DIRECTION
Gather every line of the material below that contains the word "mallard" and copy each one out in full.

GIVEN ENTRIES
%%

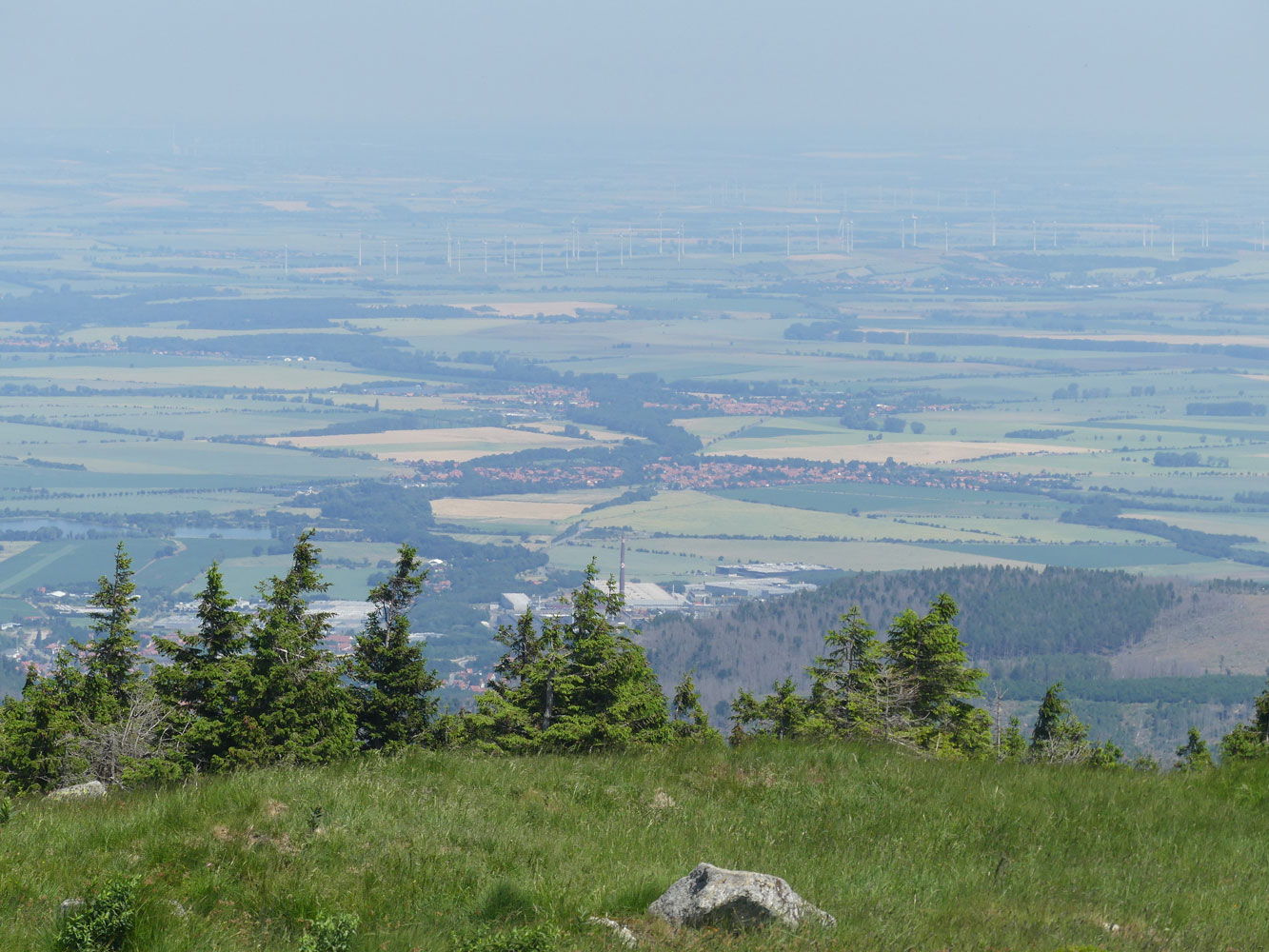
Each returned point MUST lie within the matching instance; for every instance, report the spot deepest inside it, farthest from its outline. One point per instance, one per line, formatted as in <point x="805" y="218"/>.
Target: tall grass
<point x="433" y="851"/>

%%
%%

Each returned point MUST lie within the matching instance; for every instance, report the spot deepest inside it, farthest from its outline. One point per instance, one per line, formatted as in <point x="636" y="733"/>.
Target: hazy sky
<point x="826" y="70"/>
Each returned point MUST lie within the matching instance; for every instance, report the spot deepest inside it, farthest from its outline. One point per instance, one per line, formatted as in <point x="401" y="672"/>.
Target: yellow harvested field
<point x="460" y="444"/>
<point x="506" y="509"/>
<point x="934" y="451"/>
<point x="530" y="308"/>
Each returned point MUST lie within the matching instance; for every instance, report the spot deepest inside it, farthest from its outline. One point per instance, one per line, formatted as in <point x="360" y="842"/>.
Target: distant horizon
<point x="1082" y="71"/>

%%
%%

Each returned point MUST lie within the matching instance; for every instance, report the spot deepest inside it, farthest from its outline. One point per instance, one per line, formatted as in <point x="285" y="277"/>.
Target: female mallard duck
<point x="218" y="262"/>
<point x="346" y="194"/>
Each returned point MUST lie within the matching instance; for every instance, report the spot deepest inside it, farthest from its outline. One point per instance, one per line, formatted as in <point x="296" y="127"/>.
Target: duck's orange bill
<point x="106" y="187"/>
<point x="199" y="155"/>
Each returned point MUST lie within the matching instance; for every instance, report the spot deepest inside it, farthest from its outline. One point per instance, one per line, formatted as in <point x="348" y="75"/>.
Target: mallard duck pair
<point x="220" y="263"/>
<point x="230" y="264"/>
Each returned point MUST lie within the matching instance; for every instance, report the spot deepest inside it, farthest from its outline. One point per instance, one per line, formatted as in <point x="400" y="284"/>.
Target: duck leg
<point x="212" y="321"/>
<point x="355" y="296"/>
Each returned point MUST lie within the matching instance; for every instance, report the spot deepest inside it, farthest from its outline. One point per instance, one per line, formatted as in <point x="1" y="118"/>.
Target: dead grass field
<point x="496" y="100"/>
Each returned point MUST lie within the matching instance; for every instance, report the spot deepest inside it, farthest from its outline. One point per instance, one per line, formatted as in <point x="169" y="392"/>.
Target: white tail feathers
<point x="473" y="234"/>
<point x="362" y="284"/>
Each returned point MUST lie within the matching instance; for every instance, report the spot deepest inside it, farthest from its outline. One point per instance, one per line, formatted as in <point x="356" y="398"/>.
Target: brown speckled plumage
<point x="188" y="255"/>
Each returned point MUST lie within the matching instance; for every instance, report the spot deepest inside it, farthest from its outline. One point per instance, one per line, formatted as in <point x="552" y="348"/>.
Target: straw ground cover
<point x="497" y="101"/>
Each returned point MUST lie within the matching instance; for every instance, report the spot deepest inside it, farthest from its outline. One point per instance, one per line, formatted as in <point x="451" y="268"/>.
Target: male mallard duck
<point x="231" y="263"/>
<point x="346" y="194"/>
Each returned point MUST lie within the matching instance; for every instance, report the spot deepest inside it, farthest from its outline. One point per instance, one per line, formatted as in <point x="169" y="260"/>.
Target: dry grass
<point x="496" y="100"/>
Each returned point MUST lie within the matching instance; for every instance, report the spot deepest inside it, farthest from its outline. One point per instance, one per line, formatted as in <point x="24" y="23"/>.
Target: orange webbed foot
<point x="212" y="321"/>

%%

FINAL RESULT
Target: female mallard duck
Target: mallard duck pair
Target: male mallard duck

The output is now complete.